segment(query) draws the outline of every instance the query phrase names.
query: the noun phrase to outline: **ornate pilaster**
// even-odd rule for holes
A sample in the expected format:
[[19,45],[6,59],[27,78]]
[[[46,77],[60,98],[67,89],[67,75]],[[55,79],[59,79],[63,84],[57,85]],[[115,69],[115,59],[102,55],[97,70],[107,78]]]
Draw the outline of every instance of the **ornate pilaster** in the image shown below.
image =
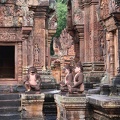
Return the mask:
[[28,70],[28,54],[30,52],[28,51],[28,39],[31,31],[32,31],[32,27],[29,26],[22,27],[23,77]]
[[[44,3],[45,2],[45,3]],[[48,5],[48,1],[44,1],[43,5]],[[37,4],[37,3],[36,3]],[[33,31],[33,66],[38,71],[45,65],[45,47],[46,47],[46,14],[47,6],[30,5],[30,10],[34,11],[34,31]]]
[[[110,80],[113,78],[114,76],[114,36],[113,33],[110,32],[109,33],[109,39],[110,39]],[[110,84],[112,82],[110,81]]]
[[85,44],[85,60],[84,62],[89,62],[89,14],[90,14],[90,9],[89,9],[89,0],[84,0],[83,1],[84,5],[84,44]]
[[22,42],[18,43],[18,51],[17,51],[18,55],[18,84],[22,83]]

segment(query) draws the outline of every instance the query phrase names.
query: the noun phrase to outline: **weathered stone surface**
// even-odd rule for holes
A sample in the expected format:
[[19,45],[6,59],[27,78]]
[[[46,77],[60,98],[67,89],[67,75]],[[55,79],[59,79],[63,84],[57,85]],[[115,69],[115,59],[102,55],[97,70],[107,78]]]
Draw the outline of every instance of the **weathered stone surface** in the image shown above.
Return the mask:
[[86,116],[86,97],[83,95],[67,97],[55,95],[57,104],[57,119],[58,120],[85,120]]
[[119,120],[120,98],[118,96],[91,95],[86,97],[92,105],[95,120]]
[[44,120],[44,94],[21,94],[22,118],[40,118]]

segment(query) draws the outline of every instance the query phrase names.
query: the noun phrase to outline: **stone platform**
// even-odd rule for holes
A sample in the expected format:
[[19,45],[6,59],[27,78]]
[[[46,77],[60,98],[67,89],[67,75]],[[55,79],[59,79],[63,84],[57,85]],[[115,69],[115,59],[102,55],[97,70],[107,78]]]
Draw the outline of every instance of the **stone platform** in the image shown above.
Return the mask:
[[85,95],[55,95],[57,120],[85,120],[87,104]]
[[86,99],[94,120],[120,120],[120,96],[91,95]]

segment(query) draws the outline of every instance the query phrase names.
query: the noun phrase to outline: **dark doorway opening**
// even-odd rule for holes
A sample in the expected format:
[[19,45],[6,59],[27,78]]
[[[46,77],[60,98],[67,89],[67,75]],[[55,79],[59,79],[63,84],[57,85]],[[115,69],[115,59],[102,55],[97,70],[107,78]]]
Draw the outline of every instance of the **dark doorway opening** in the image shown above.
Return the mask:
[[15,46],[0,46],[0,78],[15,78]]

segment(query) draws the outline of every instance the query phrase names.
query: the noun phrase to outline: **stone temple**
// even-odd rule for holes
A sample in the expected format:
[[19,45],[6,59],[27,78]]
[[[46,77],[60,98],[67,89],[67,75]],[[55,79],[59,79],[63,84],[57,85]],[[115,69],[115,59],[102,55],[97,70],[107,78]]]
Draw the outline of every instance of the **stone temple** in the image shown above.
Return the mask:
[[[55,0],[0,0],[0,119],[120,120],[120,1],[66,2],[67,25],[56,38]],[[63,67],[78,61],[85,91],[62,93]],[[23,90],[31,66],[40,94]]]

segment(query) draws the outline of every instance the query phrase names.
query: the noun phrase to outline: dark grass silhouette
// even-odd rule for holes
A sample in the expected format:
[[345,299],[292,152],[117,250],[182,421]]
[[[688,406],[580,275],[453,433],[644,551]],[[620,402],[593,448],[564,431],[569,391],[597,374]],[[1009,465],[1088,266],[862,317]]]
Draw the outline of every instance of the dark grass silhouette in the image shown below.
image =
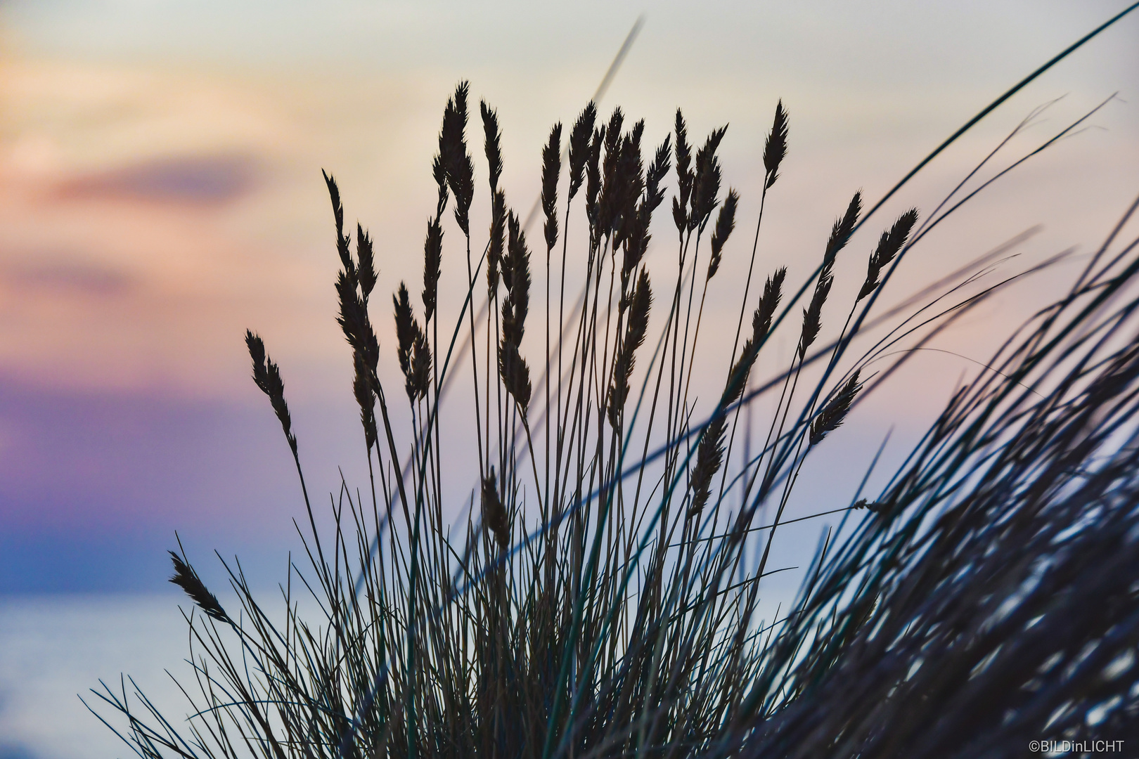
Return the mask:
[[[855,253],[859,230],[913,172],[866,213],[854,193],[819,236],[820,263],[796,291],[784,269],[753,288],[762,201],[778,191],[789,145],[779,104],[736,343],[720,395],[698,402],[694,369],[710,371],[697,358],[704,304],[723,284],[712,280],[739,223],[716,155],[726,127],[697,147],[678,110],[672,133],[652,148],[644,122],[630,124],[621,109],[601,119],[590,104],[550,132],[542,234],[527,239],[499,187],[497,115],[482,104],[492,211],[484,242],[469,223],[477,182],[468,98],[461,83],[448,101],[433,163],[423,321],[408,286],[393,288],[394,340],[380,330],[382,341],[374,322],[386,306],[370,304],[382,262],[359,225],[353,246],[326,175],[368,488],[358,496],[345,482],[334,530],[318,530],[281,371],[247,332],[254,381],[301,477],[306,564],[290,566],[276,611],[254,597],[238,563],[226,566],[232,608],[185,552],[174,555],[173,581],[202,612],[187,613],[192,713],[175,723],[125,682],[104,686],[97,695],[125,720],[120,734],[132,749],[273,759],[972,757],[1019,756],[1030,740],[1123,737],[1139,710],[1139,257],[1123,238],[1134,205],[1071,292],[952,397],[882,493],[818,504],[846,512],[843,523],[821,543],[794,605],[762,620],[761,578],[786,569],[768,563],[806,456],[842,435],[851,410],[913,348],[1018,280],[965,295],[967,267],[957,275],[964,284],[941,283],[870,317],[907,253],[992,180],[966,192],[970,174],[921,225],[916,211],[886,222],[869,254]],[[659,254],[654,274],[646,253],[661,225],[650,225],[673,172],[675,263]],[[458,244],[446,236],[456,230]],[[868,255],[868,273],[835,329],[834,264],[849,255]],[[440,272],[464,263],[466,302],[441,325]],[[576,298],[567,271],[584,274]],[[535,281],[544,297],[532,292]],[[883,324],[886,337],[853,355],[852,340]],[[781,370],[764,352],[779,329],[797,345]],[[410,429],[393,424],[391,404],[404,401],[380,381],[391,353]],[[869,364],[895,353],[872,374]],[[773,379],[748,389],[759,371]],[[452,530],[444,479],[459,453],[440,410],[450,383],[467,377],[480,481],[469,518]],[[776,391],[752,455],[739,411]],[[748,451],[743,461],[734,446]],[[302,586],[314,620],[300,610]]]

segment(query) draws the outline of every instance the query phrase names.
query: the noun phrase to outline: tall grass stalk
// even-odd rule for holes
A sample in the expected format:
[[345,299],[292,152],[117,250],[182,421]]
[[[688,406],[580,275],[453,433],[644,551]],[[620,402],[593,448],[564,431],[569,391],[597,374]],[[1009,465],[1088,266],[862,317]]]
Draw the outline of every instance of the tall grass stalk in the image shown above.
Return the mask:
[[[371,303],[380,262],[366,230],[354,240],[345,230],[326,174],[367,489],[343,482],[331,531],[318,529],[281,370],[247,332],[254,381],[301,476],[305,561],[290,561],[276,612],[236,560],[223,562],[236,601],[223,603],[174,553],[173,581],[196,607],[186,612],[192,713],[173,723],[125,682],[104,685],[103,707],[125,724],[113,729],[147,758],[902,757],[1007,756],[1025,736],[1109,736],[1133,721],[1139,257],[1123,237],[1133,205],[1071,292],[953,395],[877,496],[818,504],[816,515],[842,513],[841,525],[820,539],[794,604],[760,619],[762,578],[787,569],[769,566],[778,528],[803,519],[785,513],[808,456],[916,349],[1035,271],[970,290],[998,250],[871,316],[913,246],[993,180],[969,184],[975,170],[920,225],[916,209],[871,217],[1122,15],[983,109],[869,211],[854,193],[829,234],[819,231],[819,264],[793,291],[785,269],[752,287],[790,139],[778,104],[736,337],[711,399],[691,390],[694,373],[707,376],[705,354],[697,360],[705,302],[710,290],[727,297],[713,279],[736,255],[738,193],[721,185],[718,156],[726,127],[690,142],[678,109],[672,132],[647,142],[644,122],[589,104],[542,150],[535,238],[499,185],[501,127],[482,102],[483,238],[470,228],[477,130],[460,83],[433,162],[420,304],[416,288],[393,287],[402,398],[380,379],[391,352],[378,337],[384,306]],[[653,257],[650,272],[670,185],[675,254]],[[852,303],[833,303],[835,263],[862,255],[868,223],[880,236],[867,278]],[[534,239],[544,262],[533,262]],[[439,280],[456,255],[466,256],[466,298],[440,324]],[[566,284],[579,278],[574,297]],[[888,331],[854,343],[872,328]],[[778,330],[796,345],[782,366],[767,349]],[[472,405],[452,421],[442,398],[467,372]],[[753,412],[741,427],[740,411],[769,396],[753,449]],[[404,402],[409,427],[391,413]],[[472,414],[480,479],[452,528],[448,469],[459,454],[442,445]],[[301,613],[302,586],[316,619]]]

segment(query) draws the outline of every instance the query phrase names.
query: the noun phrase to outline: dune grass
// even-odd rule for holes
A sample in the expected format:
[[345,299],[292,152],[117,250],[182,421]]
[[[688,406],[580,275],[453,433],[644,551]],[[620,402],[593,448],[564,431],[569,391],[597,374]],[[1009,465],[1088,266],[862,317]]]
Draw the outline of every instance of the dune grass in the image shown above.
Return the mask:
■ ■ ■ ■ ■
## Objective
Rescale the listing from its first line through the line containing "[[22,42],[18,43],[18,51],[17,51],[18,55],[18,84],[22,83]]", both included, and reproduce those lines with the requests. Multiply every coordinate in the answer masks by 0.45 and round to whole numbers, with halves rounded up, leaving the requests and their format samples unchanged and omitting the pictures.

## Response to this task
segment(query) draws the outline of every instance the query phrase names.
query: the noun phrase to outline: **ornate pilaster**
// even-odd rule for holes
A sample in the expected format:
[[19,45],[6,59],[27,78]]
[[[46,77],[60,98],[67,89],[67,75]],[[55,79],[59,79],[63,84],[57,85]],[[115,69],[115,59],[102,55],[97,70],[107,78]]]
Draw the outline of every instance of the **ornate pilaster** in the image shown below.
image =
Return the mask:
[[13,32],[13,24],[14,23],[13,23],[13,18],[14,14],[14,14],[14,12],[13,12],[10,12],[10,35]]
[[[20,1],[20,1],[20,1]],[[22,2],[22,0],[20,0],[19,2]],[[17,2],[17,1],[16,1]],[[15,14],[15,30],[17,32],[20,29],[20,21],[21,21],[21,6],[21,3],[14,2],[14,5],[15,5],[15,14]]]
[[[50,36],[51,35],[51,34],[51,16],[51,15],[50,14],[49,15],[49,18],[50,18]],[[50,38],[50,37],[50,36]]]
[[38,20],[38,27],[38,28],[40,28],[40,6],[41,6],[41,4],[40,4],[40,0],[38,0],[37,0],[38,2],[38,20]]
[[10,19],[8,19],[8,23],[8,23],[8,25],[8,38],[10,37]]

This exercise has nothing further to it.